--- START ---

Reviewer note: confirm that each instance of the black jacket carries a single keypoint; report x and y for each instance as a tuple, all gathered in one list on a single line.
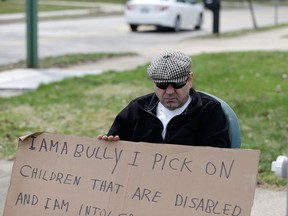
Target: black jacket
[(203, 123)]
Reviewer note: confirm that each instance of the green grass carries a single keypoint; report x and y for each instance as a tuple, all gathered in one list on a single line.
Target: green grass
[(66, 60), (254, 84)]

--- END ---
--- START ---

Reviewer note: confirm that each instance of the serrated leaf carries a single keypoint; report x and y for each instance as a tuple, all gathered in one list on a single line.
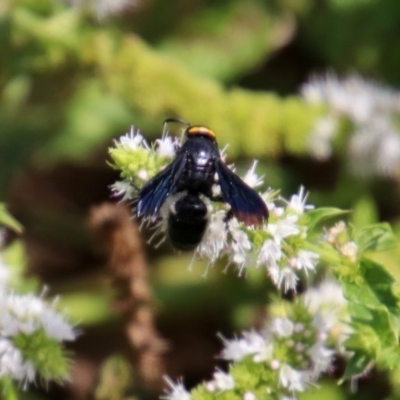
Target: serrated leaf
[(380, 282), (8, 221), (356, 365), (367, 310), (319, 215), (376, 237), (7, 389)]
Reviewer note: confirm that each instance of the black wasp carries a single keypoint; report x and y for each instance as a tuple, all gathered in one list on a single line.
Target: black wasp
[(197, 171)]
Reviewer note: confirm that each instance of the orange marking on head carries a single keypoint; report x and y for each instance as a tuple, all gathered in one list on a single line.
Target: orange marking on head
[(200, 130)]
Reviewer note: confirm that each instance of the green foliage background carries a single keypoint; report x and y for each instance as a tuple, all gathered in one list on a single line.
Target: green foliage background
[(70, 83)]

--- END ---

* [Request]:
Retype the items above, starting with the line that contains "Reviewer note: confirm that each instance of the black jacket" and going on through the line that contains "[(66, 60), (254, 84)]", both included. Omit the pictures from your answer.

* [Solution]:
Reviewer note: confirm that each instance of the black jacket carries a single keypoint; report x and y for each instance as a tuple, all gathered in one list on a single line.
Target: black jacket
[(203, 123)]
Reviewer note: confirm that each instance of the green grass carries a single keypoint; report x and y for each instance as a tuple, all gathered in one list on a single line.
Target: green grass
[(66, 60), (254, 84)]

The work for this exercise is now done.